(Rows of the dataset)
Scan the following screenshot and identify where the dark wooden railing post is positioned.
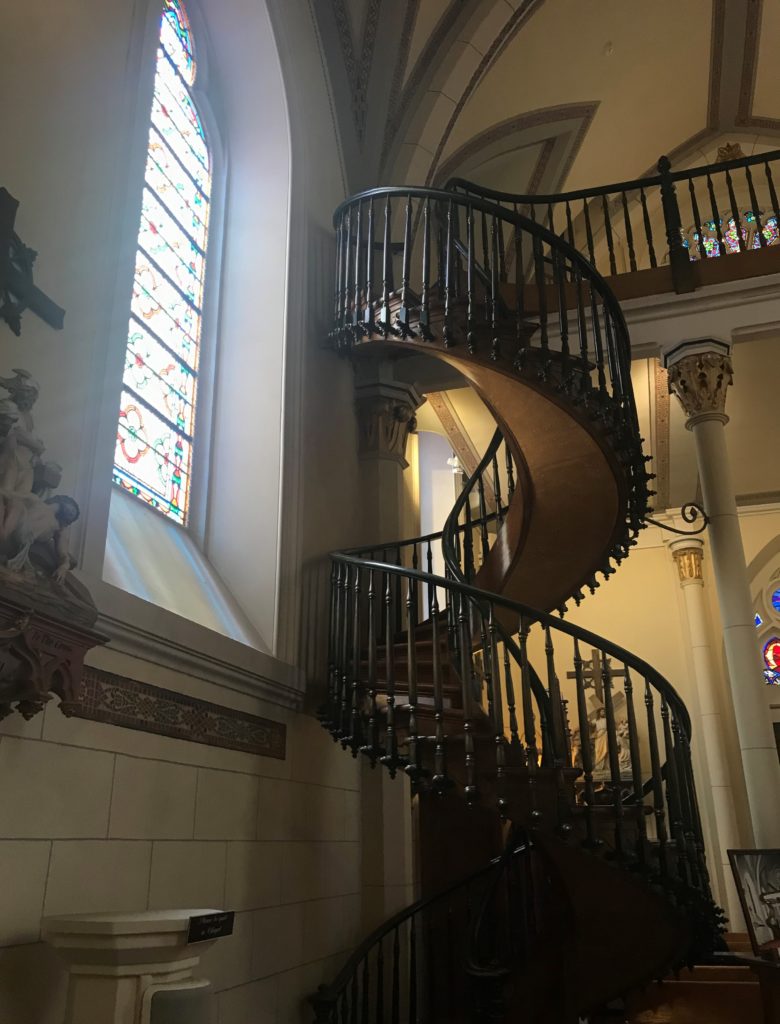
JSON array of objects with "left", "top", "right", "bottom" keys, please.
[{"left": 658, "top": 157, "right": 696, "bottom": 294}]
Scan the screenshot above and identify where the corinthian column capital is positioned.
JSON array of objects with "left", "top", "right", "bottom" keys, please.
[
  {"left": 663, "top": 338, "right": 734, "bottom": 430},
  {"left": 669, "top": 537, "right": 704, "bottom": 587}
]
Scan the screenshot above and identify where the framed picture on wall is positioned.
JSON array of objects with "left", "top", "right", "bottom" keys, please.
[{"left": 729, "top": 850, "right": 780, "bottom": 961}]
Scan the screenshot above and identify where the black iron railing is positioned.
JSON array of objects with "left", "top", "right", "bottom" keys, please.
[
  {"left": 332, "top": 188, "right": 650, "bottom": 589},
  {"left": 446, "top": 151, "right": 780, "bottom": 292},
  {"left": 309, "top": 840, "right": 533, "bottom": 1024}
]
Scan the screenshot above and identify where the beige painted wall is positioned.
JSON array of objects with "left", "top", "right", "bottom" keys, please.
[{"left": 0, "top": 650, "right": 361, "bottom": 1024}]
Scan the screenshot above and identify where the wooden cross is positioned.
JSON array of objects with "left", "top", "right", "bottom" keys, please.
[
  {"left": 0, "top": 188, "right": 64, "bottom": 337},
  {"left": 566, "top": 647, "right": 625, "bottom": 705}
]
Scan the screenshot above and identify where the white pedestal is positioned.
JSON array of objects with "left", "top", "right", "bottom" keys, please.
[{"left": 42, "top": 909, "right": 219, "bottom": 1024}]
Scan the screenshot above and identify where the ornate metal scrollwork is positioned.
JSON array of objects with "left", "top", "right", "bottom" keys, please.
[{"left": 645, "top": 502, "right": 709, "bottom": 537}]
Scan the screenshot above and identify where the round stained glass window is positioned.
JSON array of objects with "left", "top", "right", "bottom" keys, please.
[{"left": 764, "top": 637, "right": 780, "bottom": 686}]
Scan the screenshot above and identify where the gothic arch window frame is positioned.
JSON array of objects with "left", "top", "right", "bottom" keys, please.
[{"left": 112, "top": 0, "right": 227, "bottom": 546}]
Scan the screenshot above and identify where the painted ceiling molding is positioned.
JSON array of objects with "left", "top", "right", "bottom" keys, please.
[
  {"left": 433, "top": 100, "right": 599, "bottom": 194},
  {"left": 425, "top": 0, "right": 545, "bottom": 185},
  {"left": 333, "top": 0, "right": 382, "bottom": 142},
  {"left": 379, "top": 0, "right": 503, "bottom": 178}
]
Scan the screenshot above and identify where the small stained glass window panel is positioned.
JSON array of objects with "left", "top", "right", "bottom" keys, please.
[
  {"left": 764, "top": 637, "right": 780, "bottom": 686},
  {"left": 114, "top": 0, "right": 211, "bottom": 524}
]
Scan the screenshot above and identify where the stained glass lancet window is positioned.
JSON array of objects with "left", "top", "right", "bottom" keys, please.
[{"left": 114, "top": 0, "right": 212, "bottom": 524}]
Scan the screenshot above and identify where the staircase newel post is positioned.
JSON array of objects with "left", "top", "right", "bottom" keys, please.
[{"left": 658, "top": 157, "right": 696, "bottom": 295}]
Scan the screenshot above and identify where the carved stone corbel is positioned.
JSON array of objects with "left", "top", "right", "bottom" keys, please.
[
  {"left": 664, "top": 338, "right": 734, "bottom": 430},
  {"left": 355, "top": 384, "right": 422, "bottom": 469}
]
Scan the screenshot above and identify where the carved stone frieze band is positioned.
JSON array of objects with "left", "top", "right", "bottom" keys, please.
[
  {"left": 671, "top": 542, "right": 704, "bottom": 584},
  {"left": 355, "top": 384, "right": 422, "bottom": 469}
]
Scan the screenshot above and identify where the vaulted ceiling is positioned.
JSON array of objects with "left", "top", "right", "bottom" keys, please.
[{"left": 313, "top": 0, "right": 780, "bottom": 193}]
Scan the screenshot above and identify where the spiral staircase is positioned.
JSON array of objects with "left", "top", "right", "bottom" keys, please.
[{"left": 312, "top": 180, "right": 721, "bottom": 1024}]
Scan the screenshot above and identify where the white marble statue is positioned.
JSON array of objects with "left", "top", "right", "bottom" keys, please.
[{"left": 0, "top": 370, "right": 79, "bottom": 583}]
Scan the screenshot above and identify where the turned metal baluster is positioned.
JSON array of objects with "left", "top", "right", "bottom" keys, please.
* * *
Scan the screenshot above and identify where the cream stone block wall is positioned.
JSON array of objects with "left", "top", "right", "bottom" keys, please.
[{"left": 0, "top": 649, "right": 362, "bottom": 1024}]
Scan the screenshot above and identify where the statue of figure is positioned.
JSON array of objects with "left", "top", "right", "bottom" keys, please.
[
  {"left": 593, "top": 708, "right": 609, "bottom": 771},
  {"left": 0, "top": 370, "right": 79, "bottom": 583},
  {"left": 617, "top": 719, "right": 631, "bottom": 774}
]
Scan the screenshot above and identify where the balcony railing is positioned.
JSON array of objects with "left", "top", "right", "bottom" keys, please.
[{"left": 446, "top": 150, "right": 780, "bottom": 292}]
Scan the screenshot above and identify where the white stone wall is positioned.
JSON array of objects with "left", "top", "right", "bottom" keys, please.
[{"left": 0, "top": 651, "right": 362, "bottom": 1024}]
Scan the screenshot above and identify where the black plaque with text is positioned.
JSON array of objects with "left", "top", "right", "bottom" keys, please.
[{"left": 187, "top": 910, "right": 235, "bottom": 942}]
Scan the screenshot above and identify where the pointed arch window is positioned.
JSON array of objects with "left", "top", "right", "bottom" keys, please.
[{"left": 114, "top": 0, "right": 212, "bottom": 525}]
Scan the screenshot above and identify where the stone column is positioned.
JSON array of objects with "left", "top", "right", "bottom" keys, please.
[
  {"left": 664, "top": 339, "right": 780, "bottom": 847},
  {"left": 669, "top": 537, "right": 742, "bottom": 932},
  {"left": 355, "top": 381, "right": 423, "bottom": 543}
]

Exercise prompt:
Locate each line in the data above that contains the string "arch" and copy those lines out. Matching is case-sensitive.

The completed task:
Scan the screenshot above and identify where the gothic arch window frame is positioned.
Scan the screenshot above and identify where the pointed arch window is positioned.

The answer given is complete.